-- Texto de origen --
Las manos y los pies. El concurso de los tres niveles
En la antropología
bíblica las manos y los pies significan la potencia activa, la capacidad de
obrar, son los símbolos del cumplimiento externo como interno. El hombre
completo no se queda en los proyectos del corazón, escuchados o proferidos los
realiza. La frase inicial del Prólogo
de la RB enuncia explícitamente este
tercer tiempo: “Escucha hijo mío, los preceptos del maestro, inclina el oído de
tu corazón… y ponlos efectivamente en práctica (et efficater cumple)”. La escucha de la Palabra de Dios y su meditación
en el corazón, como la escucha de las enseñanzas del abad y su acogida interior
son vanos y sin provecho para el monje si no sigue la ejecución. La RB tiene ante todo el propósito de
organizar esta puesta en práctica.

-- Ejercicio 1 --
Reescriba de forma más breve el párrafo del texto sobre las manos y los pies que comienza con "En la antropología bíblica", conservando sus hechos principales.
-- Ejercicio 2 --
Según el texto sobre las manos y los pies, ¿qué significan las manos y los pies en la antropología bíblica?
-- Ejercicio 3 --
Prosiga el texto sobre las manos y los pies a partir de su última oración.

Entradas de señalamiento de objetos etiquetados:
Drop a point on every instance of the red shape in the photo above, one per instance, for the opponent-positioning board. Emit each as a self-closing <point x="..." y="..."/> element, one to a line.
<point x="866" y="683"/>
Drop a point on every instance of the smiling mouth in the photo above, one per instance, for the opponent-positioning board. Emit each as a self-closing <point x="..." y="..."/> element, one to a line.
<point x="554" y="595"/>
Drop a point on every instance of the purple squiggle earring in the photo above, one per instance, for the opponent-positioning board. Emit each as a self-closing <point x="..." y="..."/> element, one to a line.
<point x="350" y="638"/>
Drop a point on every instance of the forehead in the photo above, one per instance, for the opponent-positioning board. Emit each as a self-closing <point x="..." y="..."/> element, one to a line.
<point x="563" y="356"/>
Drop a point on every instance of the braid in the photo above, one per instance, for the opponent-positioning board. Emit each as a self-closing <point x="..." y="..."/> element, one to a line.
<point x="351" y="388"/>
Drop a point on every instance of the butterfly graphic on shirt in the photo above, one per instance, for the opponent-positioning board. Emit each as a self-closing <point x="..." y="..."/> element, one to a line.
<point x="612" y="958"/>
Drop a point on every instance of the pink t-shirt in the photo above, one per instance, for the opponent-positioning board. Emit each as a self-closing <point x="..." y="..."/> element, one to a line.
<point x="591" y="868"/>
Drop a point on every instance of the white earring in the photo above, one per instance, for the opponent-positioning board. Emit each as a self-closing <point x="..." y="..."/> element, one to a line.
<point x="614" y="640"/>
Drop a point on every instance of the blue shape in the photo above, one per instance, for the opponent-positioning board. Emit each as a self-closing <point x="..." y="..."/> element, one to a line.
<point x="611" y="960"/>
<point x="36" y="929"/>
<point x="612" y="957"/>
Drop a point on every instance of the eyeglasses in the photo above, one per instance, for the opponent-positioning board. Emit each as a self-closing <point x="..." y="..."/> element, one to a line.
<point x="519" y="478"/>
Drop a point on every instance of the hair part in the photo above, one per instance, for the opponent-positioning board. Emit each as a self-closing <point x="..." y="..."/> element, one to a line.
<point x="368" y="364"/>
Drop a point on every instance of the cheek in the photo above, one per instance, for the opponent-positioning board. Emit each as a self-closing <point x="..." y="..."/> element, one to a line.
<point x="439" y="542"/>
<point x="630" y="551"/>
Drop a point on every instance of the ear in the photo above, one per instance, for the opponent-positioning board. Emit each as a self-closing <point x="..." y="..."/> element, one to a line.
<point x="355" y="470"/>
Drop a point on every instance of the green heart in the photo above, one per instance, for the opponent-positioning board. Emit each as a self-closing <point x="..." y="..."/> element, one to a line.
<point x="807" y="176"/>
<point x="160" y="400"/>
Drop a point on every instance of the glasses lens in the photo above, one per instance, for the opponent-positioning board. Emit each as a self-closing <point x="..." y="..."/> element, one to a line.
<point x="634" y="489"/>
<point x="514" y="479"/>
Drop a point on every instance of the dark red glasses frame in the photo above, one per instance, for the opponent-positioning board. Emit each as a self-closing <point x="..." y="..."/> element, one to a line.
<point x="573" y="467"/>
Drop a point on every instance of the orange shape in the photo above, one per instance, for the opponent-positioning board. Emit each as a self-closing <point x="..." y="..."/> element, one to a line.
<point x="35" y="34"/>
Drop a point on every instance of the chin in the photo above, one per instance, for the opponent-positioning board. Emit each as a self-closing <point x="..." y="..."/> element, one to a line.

-- Resultado final 1 --
En la antropología bíblica, las manos y los pies representan la capacidad de obrar y el cumplimiento tanto externo como interno: el hombre completo realiza los proyectos de su corazón. La frase inicial del Prólogo de la RB expresa este tercer tiempo al pedir que se escuchen los preceptos del maestro y se pongan efectivamente en práctica. La escucha y la meditación de la Palabra de Dios, así como la acogida de las enseñanzas del abad, no sirven al monje sin la ejecución. Ante todo, la RB se propone organizar esa puesta en práctica.

-- Resultado final 2 --
Significan la potencia activa, la capacidad de obrar.

-- Resultado final 3 --
No hay en la RB, contrariamente a la Biblia, más que
raras menciones expresas de las manos y de los pies. Es “por su mano sola y su
brazo” que eremita lucha contra el demonio (1,5). Es “desprendido de sus manos
y con un pie aplicado a la obediencia” que el monje responde “por los hechos” a
la orden del superior (5,8). El “trabajo de las manos” aparece en el horario
cotidiano de los monjes (48,8). Se debe “ver por cuales manos” serán vendidos
los productos de los artesanos (57,4). El abad lava las manos y los pies de los
huéspedes (53,12-13). Cuando un hermano hace profesión, firma su petición “con
su mano” o la deposita “con su mano” sobre el altar (58,20). Cuando los padres
ofrecen a su hijo al monasterio “envuelven en su mano al mismo tiempo que su
petición en el mantel del altar” (59,2).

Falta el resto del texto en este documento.